## Task description
Update the listing below by putting "seated woman" wherever "standing man" appears, and repeat every other line unchanged.

»»

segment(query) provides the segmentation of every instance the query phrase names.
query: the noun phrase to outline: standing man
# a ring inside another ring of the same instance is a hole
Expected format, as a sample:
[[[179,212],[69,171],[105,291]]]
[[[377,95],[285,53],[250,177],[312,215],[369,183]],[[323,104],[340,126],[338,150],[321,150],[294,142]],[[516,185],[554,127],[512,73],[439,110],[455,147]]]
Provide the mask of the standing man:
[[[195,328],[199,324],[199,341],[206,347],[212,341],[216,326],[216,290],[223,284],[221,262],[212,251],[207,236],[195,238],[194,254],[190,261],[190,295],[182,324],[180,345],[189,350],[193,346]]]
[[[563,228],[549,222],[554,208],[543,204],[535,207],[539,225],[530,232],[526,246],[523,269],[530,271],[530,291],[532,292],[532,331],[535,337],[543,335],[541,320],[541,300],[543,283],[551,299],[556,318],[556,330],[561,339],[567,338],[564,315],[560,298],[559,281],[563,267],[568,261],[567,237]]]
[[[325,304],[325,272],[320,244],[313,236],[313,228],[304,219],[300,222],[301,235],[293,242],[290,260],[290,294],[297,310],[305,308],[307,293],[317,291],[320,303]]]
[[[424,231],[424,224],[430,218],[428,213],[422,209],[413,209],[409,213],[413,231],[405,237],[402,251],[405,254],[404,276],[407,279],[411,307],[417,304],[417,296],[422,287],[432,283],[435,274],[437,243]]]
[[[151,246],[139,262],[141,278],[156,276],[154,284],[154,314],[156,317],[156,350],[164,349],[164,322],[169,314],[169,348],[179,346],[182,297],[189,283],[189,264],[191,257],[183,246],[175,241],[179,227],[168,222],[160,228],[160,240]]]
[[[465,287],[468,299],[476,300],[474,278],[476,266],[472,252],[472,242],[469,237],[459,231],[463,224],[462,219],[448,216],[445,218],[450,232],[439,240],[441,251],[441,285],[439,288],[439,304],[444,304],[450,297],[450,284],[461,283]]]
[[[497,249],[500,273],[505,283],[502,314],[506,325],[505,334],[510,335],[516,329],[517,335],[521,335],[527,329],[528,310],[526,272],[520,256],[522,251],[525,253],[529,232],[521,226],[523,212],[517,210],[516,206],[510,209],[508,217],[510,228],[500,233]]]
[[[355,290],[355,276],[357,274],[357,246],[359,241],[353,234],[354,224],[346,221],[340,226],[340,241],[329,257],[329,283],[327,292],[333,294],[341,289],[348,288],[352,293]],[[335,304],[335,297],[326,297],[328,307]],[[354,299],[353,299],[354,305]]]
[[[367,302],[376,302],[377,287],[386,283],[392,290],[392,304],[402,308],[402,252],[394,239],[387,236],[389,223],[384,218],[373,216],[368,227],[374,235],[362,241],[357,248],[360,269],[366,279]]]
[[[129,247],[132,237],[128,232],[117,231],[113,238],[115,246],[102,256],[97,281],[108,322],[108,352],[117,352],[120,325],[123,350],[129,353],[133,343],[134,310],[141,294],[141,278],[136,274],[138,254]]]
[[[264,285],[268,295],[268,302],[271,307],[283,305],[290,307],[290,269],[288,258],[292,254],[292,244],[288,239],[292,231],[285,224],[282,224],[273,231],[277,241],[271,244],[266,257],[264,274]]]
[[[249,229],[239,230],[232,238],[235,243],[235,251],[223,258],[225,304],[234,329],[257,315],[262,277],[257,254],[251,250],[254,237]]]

««

## Written response
segment(query) provides the segmentation of every instance the query phrase names.
query: the noun phrase to outline: seated woman
# a ring inside another ring of the same instance is a hole
Expected format, as a sample:
[[[179,212],[69,171],[105,291]]]
[[[377,95],[285,53],[250,177],[312,215],[369,183]],[[323,104],[340,126],[338,150],[321,150],[294,142]],[[516,185],[554,127],[512,73],[439,110],[455,147]]]
Provide the mask of the seated woman:
[[[195,328],[199,324],[199,341],[206,347],[212,341],[216,326],[216,290],[223,284],[221,262],[212,251],[207,236],[195,238],[194,254],[190,261],[190,295],[182,324],[180,345],[189,350],[193,346]]]
[[[563,228],[549,222],[554,208],[543,204],[535,207],[539,225],[530,232],[526,246],[523,269],[530,271],[530,291],[532,292],[532,331],[535,337],[543,335],[541,320],[541,300],[543,283],[551,299],[556,318],[556,330],[561,339],[567,338],[564,315],[560,298],[559,281],[563,267],[568,261],[567,237]]]
[[[325,304],[325,272],[320,244],[313,236],[313,228],[304,219],[300,222],[301,235],[293,242],[290,260],[290,294],[297,310],[305,308],[307,293],[317,291],[320,303]]]
[[[424,231],[424,224],[430,218],[428,213],[422,209],[413,209],[409,213],[413,231],[405,237],[402,251],[405,254],[404,276],[407,279],[411,307],[417,304],[417,296],[422,287],[432,283],[435,274],[437,243]]]
[[[151,246],[139,262],[141,278],[156,276],[154,284],[154,314],[156,317],[156,350],[164,349],[164,322],[169,314],[169,348],[179,346],[182,297],[189,283],[189,264],[191,257],[183,246],[175,241],[179,227],[168,222],[160,228],[160,240]]]
[[[465,287],[468,299],[476,300],[474,278],[476,266],[472,252],[472,242],[469,237],[459,231],[463,224],[462,219],[448,216],[445,218],[450,232],[439,240],[441,251],[441,285],[439,288],[439,304],[444,304],[450,297],[450,284],[461,283]]]
[[[497,249],[500,273],[505,283],[502,314],[506,325],[505,334],[510,335],[516,329],[517,335],[521,335],[527,329],[528,310],[526,272],[520,256],[522,251],[525,253],[529,232],[521,226],[523,212],[517,210],[516,206],[510,209],[508,217],[510,228],[500,233]]]
[[[355,290],[355,276],[357,274],[357,246],[359,241],[353,234],[354,224],[346,221],[340,226],[340,241],[329,257],[329,283],[327,292],[333,294],[341,289],[348,288],[352,293]],[[335,304],[335,297],[326,297],[328,307]],[[354,299],[353,299],[354,305]]]
[[[367,302],[376,302],[377,287],[386,283],[392,290],[392,304],[402,308],[402,252],[394,239],[387,236],[389,223],[384,218],[373,216],[368,227],[374,235],[362,241],[357,248],[360,269],[366,279]]]
[[[129,247],[132,237],[128,232],[117,231],[113,238],[115,246],[102,256],[97,281],[108,322],[108,352],[117,352],[120,325],[123,350],[129,353],[133,343],[134,310],[141,294],[141,278],[136,274],[138,254]]]
[[[264,285],[268,295],[268,302],[271,307],[283,305],[290,307],[290,269],[288,258],[292,254],[292,244],[288,239],[292,231],[285,224],[282,224],[273,231],[277,241],[271,244],[266,257],[264,274]]]
[[[249,229],[239,230],[232,238],[235,243],[235,251],[223,258],[225,304],[234,329],[257,315],[262,277],[257,254],[251,250],[254,237]]]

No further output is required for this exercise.